Engelli insanların toplumdan beklentileri

  • Konuyu başlatan mavibalina2012
  • Başlangıç tarihi
M

mavibalina2012

Guest
Bir günlüğüne de olsa engelli olun demek bencillik belki de o yüzden ben diyorum ki, sadece bir günlüğüne bizlerin yerine koyun kendinizi...Sevinçlerimiz ve üzüntülerimiz paylaşınca anlam kazanacaksa neden o vakit hala anlaşılmak derdindeyiz...

Duyarlılık, bir olaya karşı geliştirilen tepkiye insani olarak cevap verebilmek yani insani taraflarımızı gün yüzüne çıkarmaktır...Bir nevi empati yaparak engelli bireyin çektiği sıkıntıları bir nebze olsun özümseyerek sıkıntıları görmeye çalışmaktır...Kişiler duyarlı oldukları vakit toplumlar da daha duyarlı hale gelirler...

Hal böyle iken engelliler ile ilgili yapılan anketlere ne demeli...Engelli arkadaş istemiyoruz, engelli komşu istemiyoruz, engelli meslektaş istemiyoruz, istemiyoruz da istemiyoruz...Ya, bizlerde bir gün galeyana gelip bizlerde engelsiz olanları istemiyoruz dersek ne olacak peki...Hem öyle bizlerde azınlık falan değiliz, 8-10 milyonu oluşturuyoruz yine söylenenlere göre diyorum... Temennilerimiz ayrımcılıktan ziyade birleşmeden yana şüphesiz...Söylenenlere göre diyorum çünkü anketlerin sonuçlarına tam anlamıyla inanmamakla beraber bazı olumsuz yargılar bütünü kapsamasa da zaman zaman düşündürüyor beni de...Yani beni sevgi çemberinin ortasına alan engelsiz arkadaşlarım ben yokken engelli arkadaşımızı istemiyoruz diyebilirler mi?.. Bakın bu şekilde düşünmek bile paranoyalara itiyor bizleri...

Önümüze böyle seçenekler sunulmuyor ki, hatta sunulmamalı da bizler de şunu isteyelim, bunu isteyelim...İsteklerimizi sıralarken toplumu bireylerin oluşturduğunu, farklılıkların toplumları güzelleştirdiklerini de unutmayalım derim...Ve tüm ayrımların bölücülükten öte bir işe yaramadıklarını da göz ardı etmeyerek... Anlamak, anlaşılmak insani ölçüt iken neden kolaya kaçıp güç şartlarda yaşayan insanları toplumdan öteleyelim ki...

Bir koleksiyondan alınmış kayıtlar
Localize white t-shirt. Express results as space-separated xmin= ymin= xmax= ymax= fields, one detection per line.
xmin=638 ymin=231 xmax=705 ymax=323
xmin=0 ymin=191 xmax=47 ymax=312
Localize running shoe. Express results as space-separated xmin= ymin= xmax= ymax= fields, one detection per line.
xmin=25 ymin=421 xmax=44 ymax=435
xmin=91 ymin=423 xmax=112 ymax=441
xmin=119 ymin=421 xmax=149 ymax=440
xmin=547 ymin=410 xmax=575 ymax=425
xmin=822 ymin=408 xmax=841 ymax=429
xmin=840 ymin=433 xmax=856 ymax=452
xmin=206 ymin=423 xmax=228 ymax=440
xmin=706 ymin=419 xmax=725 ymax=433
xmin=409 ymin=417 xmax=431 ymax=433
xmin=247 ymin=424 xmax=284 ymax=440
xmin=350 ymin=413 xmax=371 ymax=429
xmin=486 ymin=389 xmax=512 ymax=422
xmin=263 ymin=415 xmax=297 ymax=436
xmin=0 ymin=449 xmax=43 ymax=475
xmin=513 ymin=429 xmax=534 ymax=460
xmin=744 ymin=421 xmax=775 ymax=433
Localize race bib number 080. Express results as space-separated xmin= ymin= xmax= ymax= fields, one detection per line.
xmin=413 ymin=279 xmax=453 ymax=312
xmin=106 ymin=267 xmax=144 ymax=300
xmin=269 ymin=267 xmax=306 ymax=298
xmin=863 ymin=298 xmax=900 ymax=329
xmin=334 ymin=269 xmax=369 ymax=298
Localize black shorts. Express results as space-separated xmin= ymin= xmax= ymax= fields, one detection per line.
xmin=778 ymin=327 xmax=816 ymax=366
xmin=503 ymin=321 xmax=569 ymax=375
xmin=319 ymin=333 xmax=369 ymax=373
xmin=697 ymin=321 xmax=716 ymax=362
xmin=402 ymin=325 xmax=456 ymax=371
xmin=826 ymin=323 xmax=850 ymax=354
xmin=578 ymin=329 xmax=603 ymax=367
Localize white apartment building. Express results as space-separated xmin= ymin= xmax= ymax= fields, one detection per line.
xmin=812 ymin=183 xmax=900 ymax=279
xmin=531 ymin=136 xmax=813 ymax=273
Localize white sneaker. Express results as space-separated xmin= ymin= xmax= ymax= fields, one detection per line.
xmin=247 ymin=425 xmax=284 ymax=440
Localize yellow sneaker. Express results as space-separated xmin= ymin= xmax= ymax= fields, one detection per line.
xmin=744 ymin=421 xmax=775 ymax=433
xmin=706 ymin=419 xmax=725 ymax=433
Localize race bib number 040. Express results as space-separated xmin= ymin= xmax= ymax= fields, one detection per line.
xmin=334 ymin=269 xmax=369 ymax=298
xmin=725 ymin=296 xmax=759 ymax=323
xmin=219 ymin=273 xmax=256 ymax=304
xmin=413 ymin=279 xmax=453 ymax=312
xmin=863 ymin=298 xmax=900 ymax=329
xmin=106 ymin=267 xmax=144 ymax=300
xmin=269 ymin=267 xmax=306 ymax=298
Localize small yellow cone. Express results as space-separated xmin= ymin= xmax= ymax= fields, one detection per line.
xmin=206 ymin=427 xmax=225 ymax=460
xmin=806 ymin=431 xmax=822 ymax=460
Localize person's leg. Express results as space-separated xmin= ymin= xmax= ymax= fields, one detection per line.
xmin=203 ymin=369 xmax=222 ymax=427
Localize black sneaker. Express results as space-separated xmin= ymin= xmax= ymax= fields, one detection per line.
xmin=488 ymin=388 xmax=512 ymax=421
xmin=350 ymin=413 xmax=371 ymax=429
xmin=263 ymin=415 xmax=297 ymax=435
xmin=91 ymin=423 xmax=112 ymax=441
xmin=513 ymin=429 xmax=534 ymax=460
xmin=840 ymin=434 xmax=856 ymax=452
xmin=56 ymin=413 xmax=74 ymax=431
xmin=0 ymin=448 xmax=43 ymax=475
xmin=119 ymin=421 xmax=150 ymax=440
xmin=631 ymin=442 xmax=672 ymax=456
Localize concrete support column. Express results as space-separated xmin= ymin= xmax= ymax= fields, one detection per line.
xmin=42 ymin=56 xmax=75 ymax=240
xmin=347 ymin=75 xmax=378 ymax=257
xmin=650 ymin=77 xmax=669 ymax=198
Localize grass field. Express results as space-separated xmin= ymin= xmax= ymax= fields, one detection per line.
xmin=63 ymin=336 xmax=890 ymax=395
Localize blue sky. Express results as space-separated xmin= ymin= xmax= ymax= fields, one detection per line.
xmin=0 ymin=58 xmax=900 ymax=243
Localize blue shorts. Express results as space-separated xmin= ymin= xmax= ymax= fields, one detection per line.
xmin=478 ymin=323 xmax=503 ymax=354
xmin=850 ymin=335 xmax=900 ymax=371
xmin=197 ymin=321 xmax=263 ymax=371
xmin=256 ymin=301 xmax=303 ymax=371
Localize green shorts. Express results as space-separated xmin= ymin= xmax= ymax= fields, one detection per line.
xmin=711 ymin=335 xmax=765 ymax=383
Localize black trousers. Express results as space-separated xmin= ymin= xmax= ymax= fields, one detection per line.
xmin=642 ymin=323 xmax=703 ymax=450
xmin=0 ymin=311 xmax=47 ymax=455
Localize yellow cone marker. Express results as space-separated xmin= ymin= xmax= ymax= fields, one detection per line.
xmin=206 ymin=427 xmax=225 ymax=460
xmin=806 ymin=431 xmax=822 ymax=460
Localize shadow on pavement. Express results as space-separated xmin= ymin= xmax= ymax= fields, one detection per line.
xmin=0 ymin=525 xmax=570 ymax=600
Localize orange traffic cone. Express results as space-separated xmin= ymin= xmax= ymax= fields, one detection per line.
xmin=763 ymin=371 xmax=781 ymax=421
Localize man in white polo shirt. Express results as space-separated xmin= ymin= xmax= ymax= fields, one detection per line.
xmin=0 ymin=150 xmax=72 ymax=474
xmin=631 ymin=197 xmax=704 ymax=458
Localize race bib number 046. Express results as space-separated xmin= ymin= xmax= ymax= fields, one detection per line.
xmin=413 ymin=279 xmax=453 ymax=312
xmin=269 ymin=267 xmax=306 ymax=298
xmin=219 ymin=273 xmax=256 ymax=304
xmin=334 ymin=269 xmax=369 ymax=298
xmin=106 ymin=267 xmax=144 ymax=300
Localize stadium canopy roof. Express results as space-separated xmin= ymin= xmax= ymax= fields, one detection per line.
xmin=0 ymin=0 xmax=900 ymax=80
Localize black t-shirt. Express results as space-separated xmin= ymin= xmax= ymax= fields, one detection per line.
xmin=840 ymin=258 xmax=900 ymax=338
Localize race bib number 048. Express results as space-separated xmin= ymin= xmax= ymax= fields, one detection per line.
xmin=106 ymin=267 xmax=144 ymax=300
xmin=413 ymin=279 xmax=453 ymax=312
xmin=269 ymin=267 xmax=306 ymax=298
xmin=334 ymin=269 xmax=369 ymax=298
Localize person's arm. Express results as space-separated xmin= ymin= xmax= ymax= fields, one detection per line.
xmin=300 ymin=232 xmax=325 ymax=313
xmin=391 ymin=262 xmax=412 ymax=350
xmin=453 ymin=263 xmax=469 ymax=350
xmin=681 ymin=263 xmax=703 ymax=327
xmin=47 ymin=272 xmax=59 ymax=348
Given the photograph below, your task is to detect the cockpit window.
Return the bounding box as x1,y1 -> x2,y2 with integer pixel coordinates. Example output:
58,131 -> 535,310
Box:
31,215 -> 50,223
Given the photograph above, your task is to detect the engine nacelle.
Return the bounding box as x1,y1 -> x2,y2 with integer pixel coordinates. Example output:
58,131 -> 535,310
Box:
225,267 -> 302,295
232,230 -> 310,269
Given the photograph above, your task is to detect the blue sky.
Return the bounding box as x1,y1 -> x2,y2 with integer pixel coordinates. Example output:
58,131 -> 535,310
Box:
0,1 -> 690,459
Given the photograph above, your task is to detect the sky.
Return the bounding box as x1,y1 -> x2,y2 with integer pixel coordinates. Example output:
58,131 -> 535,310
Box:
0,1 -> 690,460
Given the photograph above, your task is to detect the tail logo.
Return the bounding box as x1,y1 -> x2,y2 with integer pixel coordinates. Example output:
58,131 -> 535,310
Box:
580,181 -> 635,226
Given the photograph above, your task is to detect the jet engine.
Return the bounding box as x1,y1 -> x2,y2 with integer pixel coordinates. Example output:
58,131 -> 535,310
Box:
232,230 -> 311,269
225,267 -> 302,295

▶ [Görev] Engelli insanların toplumdan beklentileri üzerine yazılmış metnin "Engelli insanların toplumdan" ile başlayıp "hala anlaşılmak derdindeyiz..." ile biten bölümünü hiçbir değişiklik yapmadan yazın.

▶ [Yazılı yanıt]
Engelli insanların toplumdan beklentileri

  • Konuyu başlatan mavibalina2012
  • Başlangıç tarihi
M

mavibalina2012

Guest
Bir günlüğüne de olsa engelli olun demek bencillik belki de o yüzden ben diyorum ki, sadece bir günlüğüne bizlerin yerine koyun kendinizi...Sevinçlerimiz ve üzüntülerimiz paylaşınca anlam kazanacaksa neden o vakit hala anlaşılmak derdindeyiz...